Problem to work on :: Send back every record word for word, with nothing missing.

Collected data
---

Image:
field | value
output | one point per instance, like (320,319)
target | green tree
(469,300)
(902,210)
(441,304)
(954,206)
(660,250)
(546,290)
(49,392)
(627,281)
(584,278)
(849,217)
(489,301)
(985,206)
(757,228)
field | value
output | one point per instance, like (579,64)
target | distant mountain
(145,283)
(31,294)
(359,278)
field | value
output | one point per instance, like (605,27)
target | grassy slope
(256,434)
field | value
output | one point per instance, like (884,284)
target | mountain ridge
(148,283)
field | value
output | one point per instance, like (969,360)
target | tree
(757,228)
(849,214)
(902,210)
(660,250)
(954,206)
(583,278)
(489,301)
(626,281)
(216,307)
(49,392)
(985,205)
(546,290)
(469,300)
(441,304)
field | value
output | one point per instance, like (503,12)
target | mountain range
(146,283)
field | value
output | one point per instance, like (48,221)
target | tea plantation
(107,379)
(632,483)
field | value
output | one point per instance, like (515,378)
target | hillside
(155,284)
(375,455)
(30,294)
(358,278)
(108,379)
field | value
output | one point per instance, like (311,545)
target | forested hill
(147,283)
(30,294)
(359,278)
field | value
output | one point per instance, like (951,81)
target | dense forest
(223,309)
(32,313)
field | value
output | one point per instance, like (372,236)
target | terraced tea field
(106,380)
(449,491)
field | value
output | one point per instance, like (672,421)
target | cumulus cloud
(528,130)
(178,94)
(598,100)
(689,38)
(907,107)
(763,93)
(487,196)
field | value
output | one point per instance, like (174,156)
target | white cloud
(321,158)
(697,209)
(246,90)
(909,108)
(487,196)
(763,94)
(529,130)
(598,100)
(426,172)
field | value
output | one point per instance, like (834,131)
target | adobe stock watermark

---

Expected answer ::
Image:
field | value
output | one point per instance, like (320,319)
target | green tree
(469,300)
(902,210)
(441,304)
(954,206)
(660,250)
(546,290)
(49,392)
(627,281)
(584,278)
(849,217)
(489,301)
(985,206)
(757,228)
field | value
output | one point per instance, like (579,64)
target | distant mountain
(145,283)
(31,294)
(359,278)
field | value
output | one point per instance, like (605,27)
target | grassy slope
(256,434)
field | value
output | one point per instance, like (884,284)
target | mountain ridge
(148,283)
field | value
output | one point per instance, like (969,360)
target | tree
(757,228)
(849,214)
(902,210)
(660,250)
(954,206)
(583,278)
(489,301)
(626,281)
(216,307)
(49,392)
(985,205)
(546,290)
(469,300)
(441,304)
field | value
output | one point per instance, like (503,12)
target | mountain range
(146,283)
field | value
output | one point per instance, like (48,221)
target | tea plantation
(107,379)
(632,483)
field | value
output | one point per instance, like (515,378)
target | hillside
(155,284)
(375,455)
(30,294)
(358,278)
(108,379)
field | value
output | one point per instance, like (311,545)
target | forested hill
(147,283)
(30,294)
(359,278)
field | value
output | one point per instance, like (951,81)
target | dense forest
(223,309)
(32,313)
field | value
output | one point per instance, like (372,236)
target | terraced tea field
(106,380)
(449,491)
field | value
output | one point per instance, like (672,421)
target | cumulus cloud
(528,130)
(178,94)
(598,100)
(689,38)
(907,107)
(763,93)
(487,196)
field | value
output | one point per instance, like (174,156)
target | white cloud
(321,158)
(697,209)
(246,90)
(909,108)
(487,196)
(763,94)
(529,130)
(598,100)
(426,172)
field | value
output | one point per instance, like (834,131)
target | adobe stock watermark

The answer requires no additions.